» What is being asked: Carry none of the pictures over; write out the complete data exactly.

## START

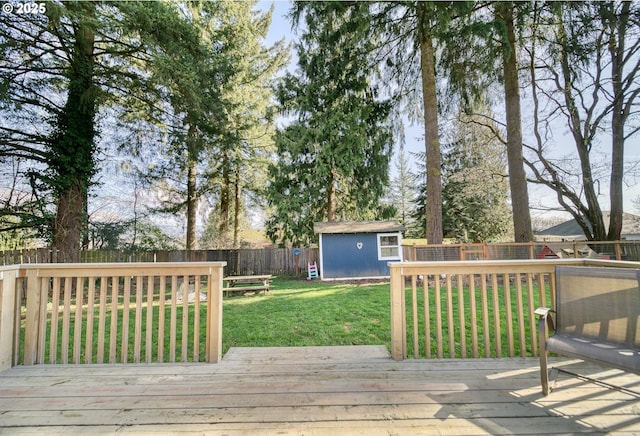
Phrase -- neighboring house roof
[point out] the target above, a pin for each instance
(358, 227)
(571, 229)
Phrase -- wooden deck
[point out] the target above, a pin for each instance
(316, 391)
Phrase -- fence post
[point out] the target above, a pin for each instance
(7, 317)
(214, 314)
(398, 321)
(32, 319)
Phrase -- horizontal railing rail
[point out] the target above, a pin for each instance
(110, 313)
(463, 309)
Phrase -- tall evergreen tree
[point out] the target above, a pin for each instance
(333, 157)
(59, 70)
(475, 187)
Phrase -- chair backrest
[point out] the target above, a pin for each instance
(602, 304)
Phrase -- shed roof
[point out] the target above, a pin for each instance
(358, 227)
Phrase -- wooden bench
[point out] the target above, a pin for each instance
(246, 283)
(597, 311)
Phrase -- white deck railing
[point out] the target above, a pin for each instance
(110, 313)
(472, 308)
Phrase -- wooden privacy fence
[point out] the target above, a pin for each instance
(110, 313)
(239, 261)
(472, 309)
(618, 250)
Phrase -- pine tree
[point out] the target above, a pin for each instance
(333, 157)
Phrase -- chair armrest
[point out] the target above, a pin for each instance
(545, 321)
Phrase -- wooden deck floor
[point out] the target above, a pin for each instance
(315, 391)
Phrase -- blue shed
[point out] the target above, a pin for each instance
(358, 249)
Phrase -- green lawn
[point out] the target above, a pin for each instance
(305, 313)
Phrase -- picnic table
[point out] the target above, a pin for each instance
(246, 283)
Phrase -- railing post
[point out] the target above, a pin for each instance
(214, 315)
(32, 320)
(7, 317)
(398, 322)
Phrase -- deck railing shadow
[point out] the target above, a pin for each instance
(110, 313)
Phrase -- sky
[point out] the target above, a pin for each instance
(538, 197)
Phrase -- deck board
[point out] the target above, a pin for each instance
(315, 391)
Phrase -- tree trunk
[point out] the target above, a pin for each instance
(432, 140)
(192, 202)
(517, 177)
(592, 224)
(331, 197)
(72, 145)
(617, 50)
(237, 207)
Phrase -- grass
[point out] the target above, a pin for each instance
(306, 313)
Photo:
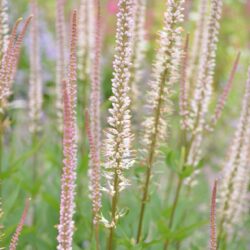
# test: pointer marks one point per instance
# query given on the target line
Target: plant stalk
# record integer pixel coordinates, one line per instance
(176, 199)
(114, 207)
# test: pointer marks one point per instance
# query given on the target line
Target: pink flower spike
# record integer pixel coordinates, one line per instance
(67, 206)
(15, 238)
(112, 7)
(95, 174)
(223, 98)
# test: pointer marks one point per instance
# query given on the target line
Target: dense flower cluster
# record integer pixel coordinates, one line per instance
(118, 136)
(86, 38)
(235, 182)
(138, 49)
(10, 60)
(4, 33)
(35, 88)
(67, 206)
(164, 76)
(203, 88)
(60, 53)
(15, 237)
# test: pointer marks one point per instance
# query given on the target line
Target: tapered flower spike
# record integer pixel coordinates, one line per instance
(35, 88)
(200, 36)
(223, 98)
(95, 95)
(138, 49)
(94, 173)
(15, 238)
(10, 60)
(213, 237)
(203, 88)
(234, 186)
(183, 102)
(86, 38)
(165, 74)
(67, 205)
(60, 62)
(118, 155)
(4, 33)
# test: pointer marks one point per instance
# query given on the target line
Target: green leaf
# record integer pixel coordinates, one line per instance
(187, 171)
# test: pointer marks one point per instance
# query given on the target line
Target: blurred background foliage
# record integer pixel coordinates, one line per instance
(17, 178)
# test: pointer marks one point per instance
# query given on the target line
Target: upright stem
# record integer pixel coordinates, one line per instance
(176, 199)
(34, 175)
(150, 161)
(114, 206)
(97, 236)
(1, 152)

## END

» Response below:
Phrase -- neighboring house roof
[point out] the target above, a pin for each instance
(358, 227)
(571, 229)
Phrase -- wooden deck
[point out] the target above, a pin for each instance
(316, 391)
Phrase -- fence post
[point out] the target above, a pin for each instance
(7, 317)
(214, 314)
(398, 321)
(32, 319)
Phrase -- horizontal railing rail
[point out] the target above, a pin for each instance
(110, 313)
(463, 309)
Phrase -- tall evergreen tree
[point out] the target above, a pin for each instance
(333, 157)
(59, 70)
(475, 187)
Phrase -- chair backrest
[point out] the target above, a pin for each instance
(602, 304)
Phrase -- shed roof
[point out] the target above, a pin for each instance
(358, 227)
Phrase -- wooden bench
[point out] the target above, a pin for each instance
(246, 283)
(597, 311)
Phrase -- white deck railing
[point out] the target above, a pin for each instance
(110, 313)
(472, 308)
Phrase -- wooden privacy fence
[point out] the target above, a pin for each instance
(110, 313)
(239, 261)
(472, 309)
(618, 250)
Phrase -- pine tree
[point out] the target above, a pin for each instance
(333, 157)
Phrase -- chair armrest
[point out] the target above, a pin for each instance
(545, 321)
Phrase -- wooden deck floor
[point out] the target above, a pin for each instance
(315, 391)
Phrase -- blue shed
[point out] the target above, a pin for each instance
(358, 249)
Phrase -- green lawn
[point out] the target above, a pin for each instance
(305, 313)
Phrase -- picnic table
[point out] the target above, a pin for each instance
(246, 283)
Phrase -- railing post
[point out] the target above, a pin for each instance
(214, 315)
(32, 320)
(7, 317)
(398, 322)
Phrase -- deck railing shadow
[point out] the target above, a pin for each instance
(110, 313)
Phrase -- sky
[point out] the target above, a pin for each instance
(538, 197)
Phrase -- deck board
[point out] the target above, a pin for each instance
(315, 391)
Phrase -- tree trunk
[point out] the target above, a pin for each instance
(432, 140)
(192, 202)
(517, 177)
(592, 224)
(331, 197)
(72, 145)
(617, 50)
(237, 207)
Phrase -- grass
[point out] the target above, a pin for each instance
(306, 313)
Photo:
# test: pointer marks one point per instance
# query given on the target line
Target: plant stalk
# record integer pixel coordinates, one line per instance
(176, 199)
(114, 207)
# test: pointer marks one point per instance
# query given on the target line
Target: pink flower spike
# record integer pixel coordinates, one line per instance
(67, 206)
(15, 238)
(112, 7)
(95, 174)
(223, 98)
# test: pointer marks one point per instance
# query given on the target line
Target: dense flower cluster
# record integer pixel coordinates, one line per instance
(118, 136)
(86, 38)
(235, 182)
(138, 49)
(10, 60)
(4, 33)
(35, 88)
(67, 206)
(164, 76)
(203, 88)
(60, 53)
(15, 237)
# test: pointer marks one point per instance
# query given on the target line
Target: tapered flower spike
# record integer pixel coordinates, one line per instance
(35, 88)
(200, 36)
(223, 98)
(95, 95)
(138, 49)
(94, 173)
(15, 238)
(10, 60)
(213, 237)
(203, 88)
(234, 186)
(183, 102)
(86, 38)
(165, 74)
(67, 205)
(60, 62)
(118, 155)
(4, 33)
# test: pointer marks one point per instance
# query given on the target line
Target: green leaf
# record integer pixel coordinates, one line per instance
(187, 171)
# test: pointer marks one point per instance
# query given on the target line
Target: blurred background foliage
# record integer pixel coordinates, one line per instance
(17, 178)
# test: pointer marks one point per instance
# query given on the target line
Target: upright stem
# record integer pixel coordinates, one line per instance
(176, 199)
(34, 175)
(150, 161)
(114, 206)
(97, 236)
(1, 152)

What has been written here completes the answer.